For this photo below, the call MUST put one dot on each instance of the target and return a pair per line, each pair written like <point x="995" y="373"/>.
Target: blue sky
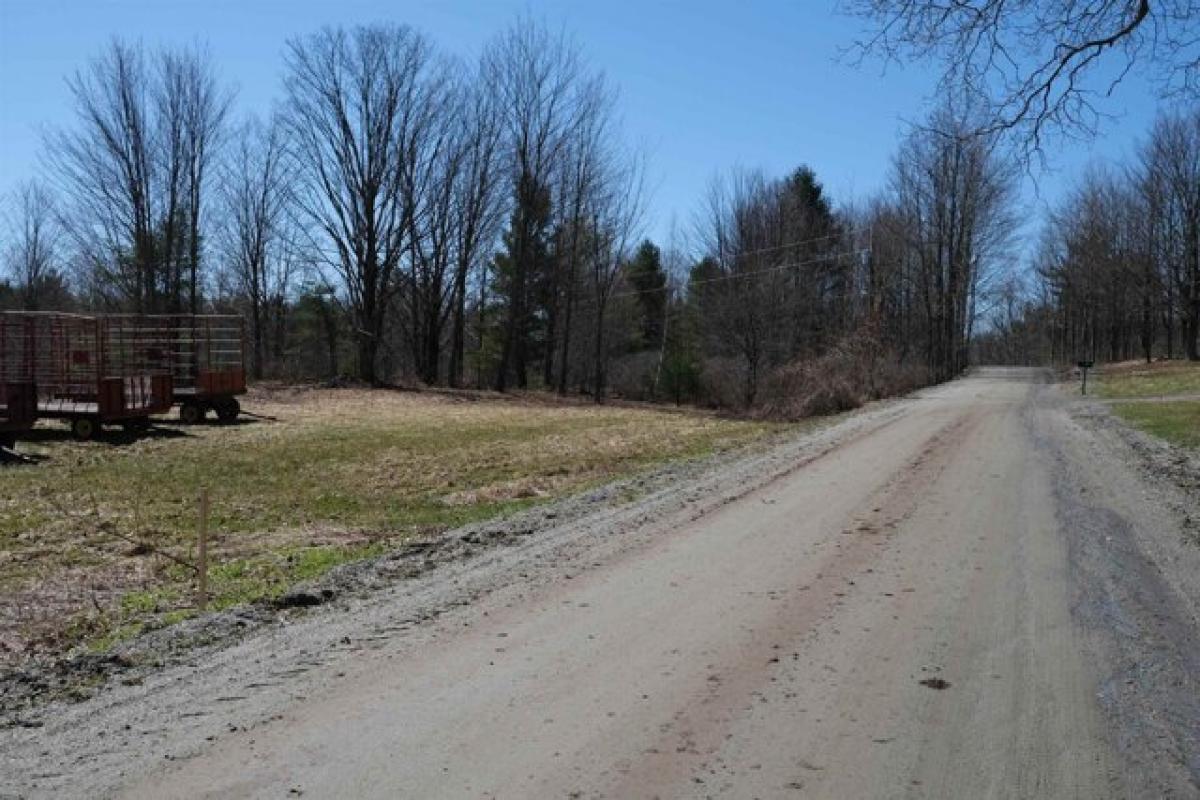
<point x="705" y="85"/>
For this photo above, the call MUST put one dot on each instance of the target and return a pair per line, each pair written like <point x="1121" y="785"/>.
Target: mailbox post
<point x="1084" y="366"/>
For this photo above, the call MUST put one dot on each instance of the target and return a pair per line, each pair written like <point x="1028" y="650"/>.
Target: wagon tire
<point x="83" y="428"/>
<point x="228" y="410"/>
<point x="191" y="413"/>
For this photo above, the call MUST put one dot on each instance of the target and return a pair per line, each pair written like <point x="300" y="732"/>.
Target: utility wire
<point x="735" y="276"/>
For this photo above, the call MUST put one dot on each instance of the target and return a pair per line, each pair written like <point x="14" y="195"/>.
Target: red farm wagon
<point x="203" y="353"/>
<point x="18" y="397"/>
<point x="90" y="372"/>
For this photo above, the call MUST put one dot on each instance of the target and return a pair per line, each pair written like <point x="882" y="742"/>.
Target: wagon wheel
<point x="83" y="428"/>
<point x="191" y="413"/>
<point x="228" y="410"/>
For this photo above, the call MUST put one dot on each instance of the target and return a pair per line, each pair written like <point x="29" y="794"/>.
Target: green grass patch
<point x="1158" y="379"/>
<point x="1177" y="422"/>
<point x="342" y="475"/>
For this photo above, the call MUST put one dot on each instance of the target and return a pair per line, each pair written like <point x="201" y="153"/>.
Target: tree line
<point x="1116" y="274"/>
<point x="407" y="215"/>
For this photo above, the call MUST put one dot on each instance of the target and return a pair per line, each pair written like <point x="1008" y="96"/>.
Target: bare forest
<point x="406" y="216"/>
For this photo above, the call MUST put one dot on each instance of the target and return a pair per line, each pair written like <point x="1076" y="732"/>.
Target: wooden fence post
<point x="203" y="560"/>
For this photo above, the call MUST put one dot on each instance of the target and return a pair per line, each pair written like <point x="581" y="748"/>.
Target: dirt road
<point x="967" y="594"/>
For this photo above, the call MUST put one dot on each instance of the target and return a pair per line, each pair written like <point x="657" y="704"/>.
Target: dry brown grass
<point x="88" y="534"/>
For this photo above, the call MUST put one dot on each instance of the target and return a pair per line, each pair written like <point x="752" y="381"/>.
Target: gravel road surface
<point x="977" y="591"/>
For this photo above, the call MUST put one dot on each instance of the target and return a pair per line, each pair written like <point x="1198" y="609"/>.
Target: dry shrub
<point x="856" y="370"/>
<point x="723" y="383"/>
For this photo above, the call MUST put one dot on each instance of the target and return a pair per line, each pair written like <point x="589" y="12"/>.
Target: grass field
<point x="1157" y="379"/>
<point x="89" y="535"/>
<point x="1155" y="385"/>
<point x="1179" y="422"/>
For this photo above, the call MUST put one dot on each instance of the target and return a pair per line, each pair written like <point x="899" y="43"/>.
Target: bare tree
<point x="360" y="110"/>
<point x="35" y="250"/>
<point x="135" y="169"/>
<point x="954" y="192"/>
<point x="1039" y="66"/>
<point x="1171" y="167"/>
<point x="615" y="211"/>
<point x="256" y="241"/>
<point x="478" y="208"/>
<point x="581" y="173"/>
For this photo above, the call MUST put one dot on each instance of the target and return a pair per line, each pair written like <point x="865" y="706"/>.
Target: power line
<point x="735" y="276"/>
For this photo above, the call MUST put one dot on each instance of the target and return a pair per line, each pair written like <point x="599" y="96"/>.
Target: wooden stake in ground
<point x="202" y="561"/>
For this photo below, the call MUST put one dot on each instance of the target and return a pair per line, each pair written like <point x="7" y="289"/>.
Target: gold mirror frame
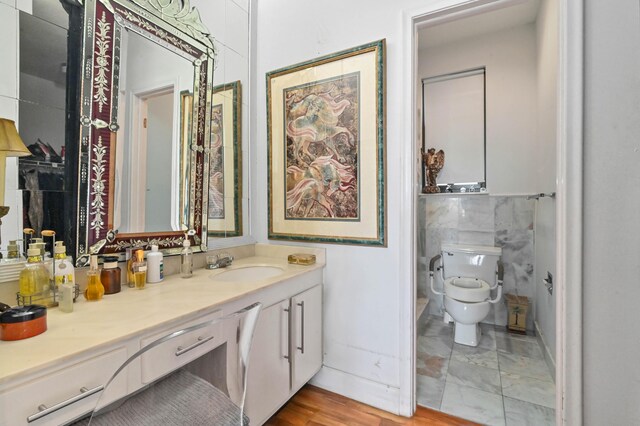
<point x="175" y="25"/>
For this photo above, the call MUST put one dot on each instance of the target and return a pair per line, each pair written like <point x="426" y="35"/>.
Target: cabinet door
<point x="268" y="380"/>
<point x="306" y="333"/>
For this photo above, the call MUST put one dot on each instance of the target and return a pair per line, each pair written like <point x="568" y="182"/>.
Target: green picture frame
<point x="326" y="148"/>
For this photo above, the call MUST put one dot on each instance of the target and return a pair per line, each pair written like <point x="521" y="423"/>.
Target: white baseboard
<point x="548" y="356"/>
<point x="366" y="391"/>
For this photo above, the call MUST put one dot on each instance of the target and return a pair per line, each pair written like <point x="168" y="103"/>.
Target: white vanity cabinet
<point x="306" y="336"/>
<point x="285" y="354"/>
<point x="44" y="380"/>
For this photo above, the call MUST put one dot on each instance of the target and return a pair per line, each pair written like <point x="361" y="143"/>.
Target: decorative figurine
<point x="433" y="162"/>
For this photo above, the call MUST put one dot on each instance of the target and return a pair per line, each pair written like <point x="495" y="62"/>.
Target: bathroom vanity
<point x="67" y="365"/>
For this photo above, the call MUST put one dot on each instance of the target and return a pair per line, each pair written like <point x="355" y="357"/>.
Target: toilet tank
<point x="470" y="261"/>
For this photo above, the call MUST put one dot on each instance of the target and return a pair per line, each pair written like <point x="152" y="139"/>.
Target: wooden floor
<point x="315" y="406"/>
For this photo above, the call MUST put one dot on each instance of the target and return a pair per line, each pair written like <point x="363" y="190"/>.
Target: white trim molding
<point x="569" y="214"/>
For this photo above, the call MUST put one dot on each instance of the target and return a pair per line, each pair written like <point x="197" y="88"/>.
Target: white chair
<point x="186" y="396"/>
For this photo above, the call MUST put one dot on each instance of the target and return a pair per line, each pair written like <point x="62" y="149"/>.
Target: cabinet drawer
<point x="172" y="354"/>
<point x="25" y="404"/>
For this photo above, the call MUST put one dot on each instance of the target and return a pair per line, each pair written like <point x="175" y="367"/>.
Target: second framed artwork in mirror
<point x="224" y="212"/>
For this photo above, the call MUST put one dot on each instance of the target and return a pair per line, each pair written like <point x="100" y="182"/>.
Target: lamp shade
<point x="11" y="144"/>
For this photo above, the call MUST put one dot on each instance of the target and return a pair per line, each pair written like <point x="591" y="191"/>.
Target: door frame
<point x="569" y="165"/>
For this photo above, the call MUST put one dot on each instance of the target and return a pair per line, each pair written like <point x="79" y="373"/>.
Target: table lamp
<point x="11" y="145"/>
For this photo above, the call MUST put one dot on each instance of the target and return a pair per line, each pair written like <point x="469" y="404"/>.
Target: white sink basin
<point x="248" y="273"/>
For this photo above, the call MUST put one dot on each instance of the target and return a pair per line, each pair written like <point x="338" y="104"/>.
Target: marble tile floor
<point x="504" y="381"/>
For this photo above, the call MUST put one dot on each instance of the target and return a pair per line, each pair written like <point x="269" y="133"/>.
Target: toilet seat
<point x="467" y="290"/>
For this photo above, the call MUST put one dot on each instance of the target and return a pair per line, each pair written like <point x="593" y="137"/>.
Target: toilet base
<point x="467" y="334"/>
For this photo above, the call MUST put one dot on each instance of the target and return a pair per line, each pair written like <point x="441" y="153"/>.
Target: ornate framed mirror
<point x="139" y="57"/>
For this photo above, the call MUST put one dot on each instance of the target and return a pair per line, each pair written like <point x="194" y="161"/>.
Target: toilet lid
<point x="467" y="289"/>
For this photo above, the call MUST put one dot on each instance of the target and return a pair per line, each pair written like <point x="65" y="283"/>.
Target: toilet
<point x="467" y="272"/>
● ● ● ● ●
Problem
Write out the records above exactly as they appear, leaving out any pictures.

Solution to this problem
For this photo below, the call MUST put one dot on each instance of the target and return a pair per line, each pair written like <point x="995" y="373"/>.
Target: blue sky
<point x="705" y="85"/>
For this photo above, the call MUST put one dot on each instance of the target and return a pair per line, each pair written like <point x="1121" y="785"/>.
Target: mailbox post
<point x="1084" y="366"/>
For this photo above, the call MUST put one dot on each instance of the target and return a pair per line, each pair written like <point x="1028" y="650"/>.
Target: wagon tire
<point x="83" y="428"/>
<point x="228" y="410"/>
<point x="191" y="413"/>
For this photo above, the call MUST put one dot on each instance of the target and return a pair per line, each pair written like <point x="300" y="732"/>.
Target: utility wire
<point x="735" y="276"/>
For this photo above, the call MUST put one dot on each instance of the target and return a pair per line, each pair written like <point x="14" y="195"/>.
Target: red farm wagon
<point x="203" y="353"/>
<point x="18" y="397"/>
<point x="90" y="372"/>
For this photo above, the call MUST put one dot on each instance of the target and return a pair per line, each pair written like <point x="882" y="742"/>.
Target: wagon wheel
<point x="83" y="428"/>
<point x="191" y="413"/>
<point x="228" y="410"/>
For this photo above, the call MUST put one dot on each instance of the target and return a pair per line, each pair written like <point x="29" y="794"/>.
Target: green grass patch
<point x="1158" y="379"/>
<point x="1177" y="422"/>
<point x="342" y="475"/>
For this photo above, the call MUST put one dot on each instance of the target and return a pair per line, each pair written like <point x="201" y="153"/>.
Target: tree line
<point x="1116" y="274"/>
<point x="407" y="215"/>
For this photo above, the call MUST put one dot on each instance of the target and return a pair per line, each pair written like <point x="1008" y="96"/>.
Target: bare forest
<point x="406" y="216"/>
For this photo above, the call MUST put one dot on each instance of the target and return a pair per line, each pair written like <point x="1076" y="732"/>.
Target: wooden fence post
<point x="203" y="560"/>
For this photo above, the call MUST put one dot on each instance of the target and return a pair per line, each pair written like <point x="581" y="748"/>.
Target: dirt road
<point x="967" y="594"/>
For this photo above, the call MUST put one dot on each instance of the target and return a pair per line, each pair written like <point x="657" y="704"/>.
Target: dry brown grass
<point x="88" y="534"/>
For this photo above, the call MUST put one dot on each instance of the target and return a pair per line, each pair written like <point x="752" y="381"/>.
Target: gravel road surface
<point x="977" y="591"/>
For this photo above, the call MUST put one dot on each instance of the target and return a pair per line, each pair written like <point x="1198" y="609"/>.
Target: dry shrub
<point x="856" y="370"/>
<point x="723" y="383"/>
For this photo above, the call MUST put one dot on each instance of the target and return a pair per line, each pair written like <point x="589" y="12"/>.
Target: grass field
<point x="1157" y="379"/>
<point x="89" y="535"/>
<point x="1155" y="385"/>
<point x="1179" y="422"/>
For this photo above, the call MUST put one dot on each instance of the target and return a pair per line, each pair written like <point x="899" y="43"/>.
Target: bare tree
<point x="360" y="110"/>
<point x="35" y="250"/>
<point x="135" y="169"/>
<point x="954" y="192"/>
<point x="1039" y="66"/>
<point x="1171" y="167"/>
<point x="615" y="211"/>
<point x="256" y="241"/>
<point x="478" y="208"/>
<point x="581" y="173"/>
For this photo above, the call MUST put one dot on each instance of the target and return a pair per line, each pair written like <point x="865" y="706"/>.
Target: power line
<point x="735" y="276"/>
For this photo above, the call MUST put one dot on each instance of the target and return a pair per line, each pair written like <point x="599" y="96"/>.
Target: wooden stake in ground
<point x="202" y="561"/>
For this photo below, the call MUST put one dot on each instance of the target and return a pair per line, each pair written like <point x="7" y="289"/>.
Target: gold mirror frame
<point x="175" y="25"/>
For this photo above, the call MUST put one dot on each instance of the target and return a pair per line, each pair written like <point x="426" y="35"/>.
Target: cabinet door
<point x="268" y="380"/>
<point x="306" y="333"/>
For this photo above, the call MUST put one dot on each instance of the target and return a pair per line, each pair written like <point x="568" y="182"/>.
Target: green picture frame
<point x="326" y="148"/>
For this photo above, the call MUST put one dot on each instance of the target and return a pair per line, each pair written like <point x="521" y="423"/>.
Target: white baseboard
<point x="548" y="356"/>
<point x="366" y="391"/>
For this photo above, the call MUST put one dot on each instance of the target and return a pair per line, each pair written like <point x="168" y="103"/>.
Target: white vanity cabinet
<point x="306" y="336"/>
<point x="285" y="354"/>
<point x="44" y="380"/>
For this photo above, the call MUST put one dot on each instance of the target and return a pair per line, each pair written like <point x="361" y="143"/>.
Target: decorative figurine
<point x="433" y="162"/>
For this photo above, the call MUST put one dot on each instance of the target and return a pair per line, each pair written like <point x="495" y="62"/>.
Target: bathroom vanity
<point x="67" y="365"/>
For this photo above, the call MUST put one dot on each instance of the target and return a pair per line, each pair written like <point x="355" y="357"/>.
Target: toilet tank
<point x="470" y="261"/>
For this photo above, the call MUST put one dot on each instance of the target and return a pair per line, each pair written like <point x="152" y="139"/>.
Target: wooden floor
<point x="315" y="406"/>
For this photo above, the call MUST put one dot on each instance of the target and return a pair per line, each pair written like <point x="363" y="190"/>.
Target: white trim molding
<point x="569" y="214"/>
For this photo above, the call MUST put one dot on each instance of the target and return a pair per line, each pair written like <point x="197" y="88"/>.
Target: white chair
<point x="186" y="396"/>
For this photo above, the call MUST put one dot on each instance of the target and return a pair per line, each pair written like <point x="62" y="149"/>.
Target: cabinet drawer
<point x="172" y="354"/>
<point x="25" y="404"/>
For this photo above, the call MUST put one dot on each instance of the target and return a pair per line, each pair written like <point x="175" y="367"/>.
Target: second framed artwork in mirror
<point x="224" y="212"/>
For this photo above, the call MUST put one dot on each instance of the target and return a pair per line, each pair written like <point x="100" y="182"/>.
Target: lamp shade
<point x="11" y="144"/>
For this photo above, the call MUST put one dot on each instance of the target and return a pair per line, each pair written like <point x="591" y="191"/>.
Target: door frame
<point x="569" y="165"/>
For this photo above, the call MUST put one dot on each instance of the target and return a pair per line, each pair written like <point x="79" y="373"/>.
Target: table lamp
<point x="11" y="145"/>
For this photo above, the call MUST put one dot on each instance of the target and return a pair per line, each pair written like <point x="469" y="404"/>.
Target: white sink basin
<point x="248" y="273"/>
For this photo above, the call MUST put one dot on each instance of the target and return a pair per line, each pair written like <point x="338" y="104"/>.
Target: marble tile floor
<point x="504" y="381"/>
For this photo above, the call MUST put one dot on each instance of the target and return a pair per line, each pair written like <point x="269" y="133"/>.
Target: toilet seat
<point x="467" y="290"/>
For this photo above, the call MUST put one dot on each instance of the target and return a pair per line, each pair written like <point x="593" y="137"/>.
Target: toilet base
<point x="467" y="334"/>
For this photo above, the call MUST put one dot on each instance of the target and return a pair per line, each pair written like <point x="441" y="153"/>.
Target: ornate framed mirror
<point x="139" y="57"/>
For this photo above, the call MUST put one dot on each instance of the target and return a pair per line, each pair written like <point x="194" y="161"/>.
Target: toilet lid
<point x="467" y="289"/>
For this photo above, the call MUST put one dot on each instance of the target and return a pair per line, each pair written like <point x="65" y="283"/>.
Target: toilet
<point x="467" y="272"/>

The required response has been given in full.